**Exercise directions**
Copy the material below from the line with "As a warehouse robot's perception module, locate upholstered" to the line with "78,205,167,269", swapping "armchair" for "recliner" and changing nothing else. Give only those lines, without the picture.

**Data**
◆ ◆ ◆ ◆ ◆

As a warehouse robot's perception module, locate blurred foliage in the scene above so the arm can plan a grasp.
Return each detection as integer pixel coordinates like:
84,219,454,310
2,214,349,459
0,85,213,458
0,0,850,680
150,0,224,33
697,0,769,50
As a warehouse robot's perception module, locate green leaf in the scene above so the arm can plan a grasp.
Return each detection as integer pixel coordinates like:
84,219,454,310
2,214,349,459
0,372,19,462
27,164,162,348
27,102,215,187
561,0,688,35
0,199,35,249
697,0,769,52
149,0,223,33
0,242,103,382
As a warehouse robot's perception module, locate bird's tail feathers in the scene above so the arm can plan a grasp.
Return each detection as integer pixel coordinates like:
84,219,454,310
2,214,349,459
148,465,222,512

◆ ◆ ◆ ◆ ◆

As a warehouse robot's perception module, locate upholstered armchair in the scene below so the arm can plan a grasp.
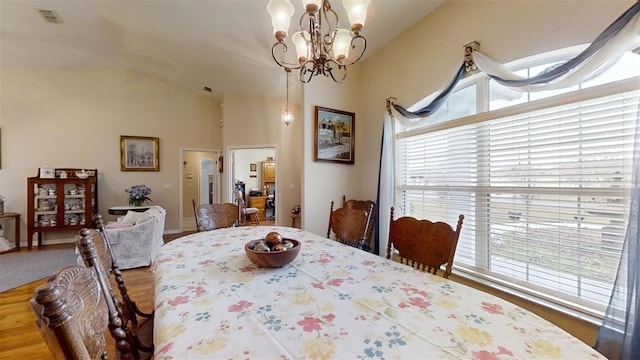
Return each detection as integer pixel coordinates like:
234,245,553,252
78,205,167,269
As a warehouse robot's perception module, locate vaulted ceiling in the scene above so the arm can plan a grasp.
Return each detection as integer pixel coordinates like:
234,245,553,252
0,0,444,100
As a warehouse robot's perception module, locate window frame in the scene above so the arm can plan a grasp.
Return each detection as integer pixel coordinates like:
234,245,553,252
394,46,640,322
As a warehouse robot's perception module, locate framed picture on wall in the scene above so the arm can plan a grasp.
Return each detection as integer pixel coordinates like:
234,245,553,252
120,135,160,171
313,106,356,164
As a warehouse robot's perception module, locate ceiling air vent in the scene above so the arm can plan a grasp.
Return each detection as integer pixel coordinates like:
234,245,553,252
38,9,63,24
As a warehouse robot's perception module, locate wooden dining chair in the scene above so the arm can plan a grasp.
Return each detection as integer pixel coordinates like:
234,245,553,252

◆ ◆ ◆ ◆ ◆

**Exercise result**
As a warehouse robot's perception module, locate upholstered recliner in the scene below so the arm can plan a grasp.
Return each detection as integer pixel coordinates like:
234,245,553,252
78,205,167,269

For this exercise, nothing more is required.